Task to carry out → Print everything from the line containing "Find the bird's head;" down to the end of the records, both ends included, with every line exactly as it appears.

Records to use →
Start

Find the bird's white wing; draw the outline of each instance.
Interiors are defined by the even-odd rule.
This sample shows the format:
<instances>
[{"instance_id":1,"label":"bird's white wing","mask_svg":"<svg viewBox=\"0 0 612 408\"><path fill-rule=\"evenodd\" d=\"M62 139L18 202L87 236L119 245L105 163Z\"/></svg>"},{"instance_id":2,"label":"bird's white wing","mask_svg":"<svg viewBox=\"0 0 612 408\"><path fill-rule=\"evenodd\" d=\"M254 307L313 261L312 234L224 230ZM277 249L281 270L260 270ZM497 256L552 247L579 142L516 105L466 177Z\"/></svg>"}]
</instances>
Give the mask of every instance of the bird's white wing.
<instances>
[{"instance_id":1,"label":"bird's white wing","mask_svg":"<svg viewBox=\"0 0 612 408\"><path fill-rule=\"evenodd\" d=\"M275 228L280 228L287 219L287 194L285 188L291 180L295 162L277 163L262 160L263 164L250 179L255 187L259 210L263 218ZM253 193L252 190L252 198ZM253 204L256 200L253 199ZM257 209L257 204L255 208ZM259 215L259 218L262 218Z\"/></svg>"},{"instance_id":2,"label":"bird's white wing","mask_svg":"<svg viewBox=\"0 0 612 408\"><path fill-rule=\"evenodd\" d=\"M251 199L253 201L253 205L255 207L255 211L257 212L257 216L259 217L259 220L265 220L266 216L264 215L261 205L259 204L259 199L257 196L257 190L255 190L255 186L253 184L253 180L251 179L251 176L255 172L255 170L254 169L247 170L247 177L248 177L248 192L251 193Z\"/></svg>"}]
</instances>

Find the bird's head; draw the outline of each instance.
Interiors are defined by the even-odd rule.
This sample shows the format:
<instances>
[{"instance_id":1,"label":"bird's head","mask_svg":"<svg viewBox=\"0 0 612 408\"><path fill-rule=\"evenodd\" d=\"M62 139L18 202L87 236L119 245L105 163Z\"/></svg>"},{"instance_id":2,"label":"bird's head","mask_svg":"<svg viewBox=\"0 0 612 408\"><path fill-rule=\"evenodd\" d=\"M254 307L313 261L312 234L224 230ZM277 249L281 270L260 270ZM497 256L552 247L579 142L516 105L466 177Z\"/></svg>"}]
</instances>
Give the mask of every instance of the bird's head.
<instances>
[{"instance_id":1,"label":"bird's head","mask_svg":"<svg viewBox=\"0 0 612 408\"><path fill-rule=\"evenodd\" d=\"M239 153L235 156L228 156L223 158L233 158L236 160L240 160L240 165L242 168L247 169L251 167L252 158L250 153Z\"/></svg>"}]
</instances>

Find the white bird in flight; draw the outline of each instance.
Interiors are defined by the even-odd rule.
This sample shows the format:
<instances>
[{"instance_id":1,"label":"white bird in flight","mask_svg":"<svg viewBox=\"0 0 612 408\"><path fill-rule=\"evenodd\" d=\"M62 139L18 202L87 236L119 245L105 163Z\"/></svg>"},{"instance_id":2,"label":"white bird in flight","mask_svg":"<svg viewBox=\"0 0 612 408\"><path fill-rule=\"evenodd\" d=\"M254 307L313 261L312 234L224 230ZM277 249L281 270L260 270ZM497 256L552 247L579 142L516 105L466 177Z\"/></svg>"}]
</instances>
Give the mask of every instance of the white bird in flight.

End

Response for this exercise →
Find the bird's head; draw the outline of each instance.
Interiors are defined by the even-odd rule.
This sample shows the format:
<instances>
[{"instance_id":1,"label":"bird's head","mask_svg":"<svg viewBox=\"0 0 612 408\"><path fill-rule=\"evenodd\" d=\"M62 139L18 202L87 236L119 245L105 163Z\"/></svg>"},{"instance_id":2,"label":"bird's head","mask_svg":"<svg viewBox=\"0 0 612 408\"><path fill-rule=\"evenodd\" d=\"M254 307L313 261L312 234L224 230ZM277 249L281 270L260 270ZM497 256L552 247L579 142L516 105L466 177Z\"/></svg>"}]
</instances>
Give the mask of every instance of the bird's head.
<instances>
[{"instance_id":1,"label":"bird's head","mask_svg":"<svg viewBox=\"0 0 612 408\"><path fill-rule=\"evenodd\" d=\"M239 153L235 156L228 156L223 158L233 158L236 160L240 160L240 165L242 168L247 169L251 167L252 158L250 153Z\"/></svg>"}]
</instances>

Find the white bird in flight; draw the outline of each instance.
Interiors are defined by the even-odd rule.
This sample shows the format:
<instances>
[{"instance_id":1,"label":"white bird in flight","mask_svg":"<svg viewBox=\"0 0 612 408\"><path fill-rule=\"evenodd\" d=\"M62 139L18 202L87 236L119 245L105 163Z\"/></svg>"},{"instance_id":2,"label":"white bird in flight","mask_svg":"<svg viewBox=\"0 0 612 408\"><path fill-rule=\"evenodd\" d=\"M254 307L313 261L312 234L224 230ZM277 249L281 270L260 270ZM497 256L552 247L579 142L516 105L466 177Z\"/></svg>"}]
</instances>
Give the mask of every instance of the white bird in flight.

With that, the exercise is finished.